• _THE PROBLEM_:
Show each line of the data below that contains the string "snake", copying every such line in full.

(Dataset records)
___

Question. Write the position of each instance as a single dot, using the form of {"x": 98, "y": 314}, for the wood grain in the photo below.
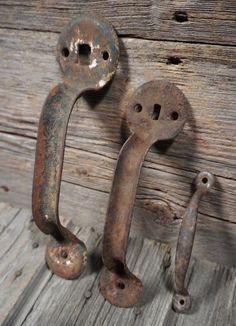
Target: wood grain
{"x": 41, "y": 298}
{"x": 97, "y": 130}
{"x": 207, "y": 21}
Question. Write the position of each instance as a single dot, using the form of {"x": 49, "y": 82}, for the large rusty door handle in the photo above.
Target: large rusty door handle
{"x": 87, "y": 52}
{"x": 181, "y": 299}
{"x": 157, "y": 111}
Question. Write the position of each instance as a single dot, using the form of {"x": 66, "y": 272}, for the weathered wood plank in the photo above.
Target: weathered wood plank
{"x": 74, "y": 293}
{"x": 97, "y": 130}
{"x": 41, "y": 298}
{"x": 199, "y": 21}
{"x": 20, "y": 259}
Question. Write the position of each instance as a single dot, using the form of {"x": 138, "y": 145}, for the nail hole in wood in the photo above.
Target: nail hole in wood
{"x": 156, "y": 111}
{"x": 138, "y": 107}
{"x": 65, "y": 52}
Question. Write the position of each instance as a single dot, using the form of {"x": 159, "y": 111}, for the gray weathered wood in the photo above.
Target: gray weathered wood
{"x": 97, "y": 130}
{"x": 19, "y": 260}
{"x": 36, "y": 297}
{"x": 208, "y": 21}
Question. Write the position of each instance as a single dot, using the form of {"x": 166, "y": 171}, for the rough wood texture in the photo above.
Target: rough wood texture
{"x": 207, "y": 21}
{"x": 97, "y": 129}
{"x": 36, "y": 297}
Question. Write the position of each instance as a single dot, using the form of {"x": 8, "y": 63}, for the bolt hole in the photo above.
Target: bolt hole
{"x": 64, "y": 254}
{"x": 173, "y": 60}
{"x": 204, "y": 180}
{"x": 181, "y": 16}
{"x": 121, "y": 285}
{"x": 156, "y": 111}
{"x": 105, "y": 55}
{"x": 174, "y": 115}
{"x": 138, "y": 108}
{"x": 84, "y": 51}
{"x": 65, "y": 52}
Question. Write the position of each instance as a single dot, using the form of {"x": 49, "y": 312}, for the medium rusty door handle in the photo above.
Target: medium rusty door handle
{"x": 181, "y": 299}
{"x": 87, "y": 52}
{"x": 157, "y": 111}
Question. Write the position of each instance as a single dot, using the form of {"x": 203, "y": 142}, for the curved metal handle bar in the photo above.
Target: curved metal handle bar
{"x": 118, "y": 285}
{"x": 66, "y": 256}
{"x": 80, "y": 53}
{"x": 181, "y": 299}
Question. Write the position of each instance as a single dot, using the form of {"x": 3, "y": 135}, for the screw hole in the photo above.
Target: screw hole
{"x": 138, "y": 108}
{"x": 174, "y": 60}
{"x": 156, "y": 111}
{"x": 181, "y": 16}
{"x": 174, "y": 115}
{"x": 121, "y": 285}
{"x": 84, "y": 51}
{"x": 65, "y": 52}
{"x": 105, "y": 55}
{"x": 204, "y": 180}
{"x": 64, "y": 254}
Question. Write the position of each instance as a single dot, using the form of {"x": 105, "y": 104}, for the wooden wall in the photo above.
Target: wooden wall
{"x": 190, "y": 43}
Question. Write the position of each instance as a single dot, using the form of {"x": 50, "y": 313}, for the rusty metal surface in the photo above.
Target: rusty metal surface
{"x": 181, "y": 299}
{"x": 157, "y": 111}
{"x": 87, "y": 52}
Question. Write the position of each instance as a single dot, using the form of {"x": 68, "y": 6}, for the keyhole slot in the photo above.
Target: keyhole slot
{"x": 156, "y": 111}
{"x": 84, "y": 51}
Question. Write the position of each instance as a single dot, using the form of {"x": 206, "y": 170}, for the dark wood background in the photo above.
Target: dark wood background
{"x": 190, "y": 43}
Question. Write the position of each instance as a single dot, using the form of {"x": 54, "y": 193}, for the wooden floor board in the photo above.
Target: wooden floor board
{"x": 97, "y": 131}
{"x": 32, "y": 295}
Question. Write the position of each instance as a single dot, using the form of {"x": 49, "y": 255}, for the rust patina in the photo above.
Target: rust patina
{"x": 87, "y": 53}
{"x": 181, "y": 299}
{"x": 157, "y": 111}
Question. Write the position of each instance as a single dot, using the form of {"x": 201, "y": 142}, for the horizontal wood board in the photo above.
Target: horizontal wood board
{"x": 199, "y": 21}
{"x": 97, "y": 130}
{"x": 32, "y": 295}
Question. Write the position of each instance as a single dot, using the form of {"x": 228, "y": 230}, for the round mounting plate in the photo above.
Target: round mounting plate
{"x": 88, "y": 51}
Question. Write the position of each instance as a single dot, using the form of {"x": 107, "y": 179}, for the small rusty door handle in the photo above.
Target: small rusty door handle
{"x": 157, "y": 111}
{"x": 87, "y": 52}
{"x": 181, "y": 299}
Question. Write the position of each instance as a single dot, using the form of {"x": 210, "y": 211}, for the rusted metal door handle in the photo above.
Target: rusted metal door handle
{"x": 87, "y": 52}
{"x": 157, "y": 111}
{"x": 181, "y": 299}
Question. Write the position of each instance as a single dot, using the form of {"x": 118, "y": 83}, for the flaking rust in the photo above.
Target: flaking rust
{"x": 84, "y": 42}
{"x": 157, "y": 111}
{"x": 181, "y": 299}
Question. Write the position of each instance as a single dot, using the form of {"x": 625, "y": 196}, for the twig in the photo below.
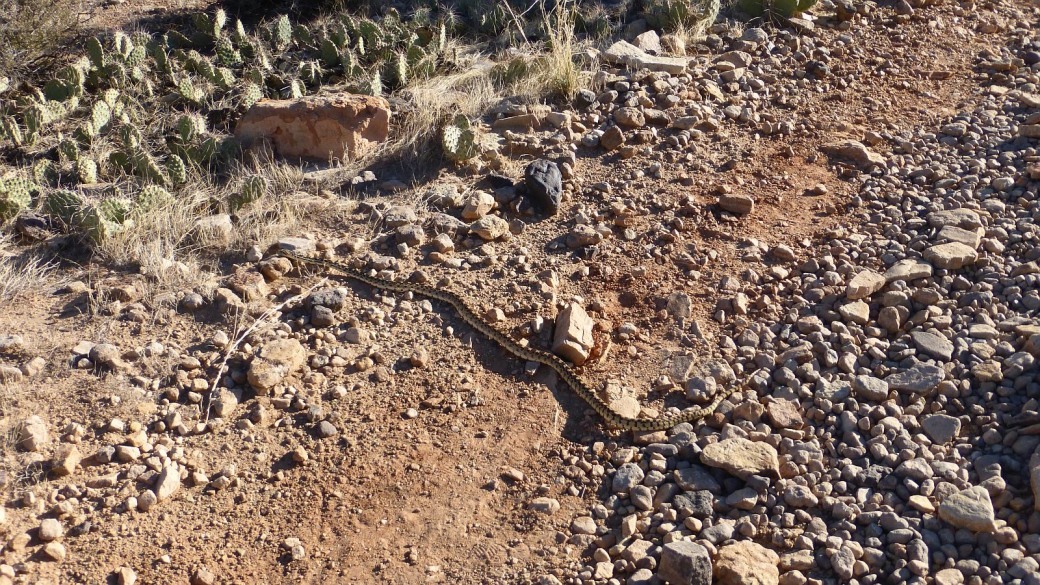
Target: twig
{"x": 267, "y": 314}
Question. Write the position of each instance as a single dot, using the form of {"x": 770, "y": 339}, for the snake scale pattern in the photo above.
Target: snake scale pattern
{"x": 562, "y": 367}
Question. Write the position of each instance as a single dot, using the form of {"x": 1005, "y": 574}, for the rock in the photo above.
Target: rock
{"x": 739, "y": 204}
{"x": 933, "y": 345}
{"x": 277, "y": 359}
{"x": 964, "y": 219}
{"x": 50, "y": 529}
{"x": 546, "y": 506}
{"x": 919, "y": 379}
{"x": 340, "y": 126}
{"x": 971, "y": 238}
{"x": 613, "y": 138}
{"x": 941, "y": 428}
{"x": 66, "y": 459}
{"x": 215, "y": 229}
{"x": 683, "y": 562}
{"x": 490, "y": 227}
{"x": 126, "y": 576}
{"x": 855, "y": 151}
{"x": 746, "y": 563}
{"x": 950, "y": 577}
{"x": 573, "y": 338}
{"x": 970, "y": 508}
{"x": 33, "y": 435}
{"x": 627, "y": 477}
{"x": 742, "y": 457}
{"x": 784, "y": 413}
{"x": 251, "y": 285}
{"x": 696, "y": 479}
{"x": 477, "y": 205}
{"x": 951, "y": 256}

___

• _SOLUTION_:
Question. Write the position of each instance as a single dot, using the form of {"x": 770, "y": 339}, for the snake scale pattern in the photo above.
Target: snake scale pattern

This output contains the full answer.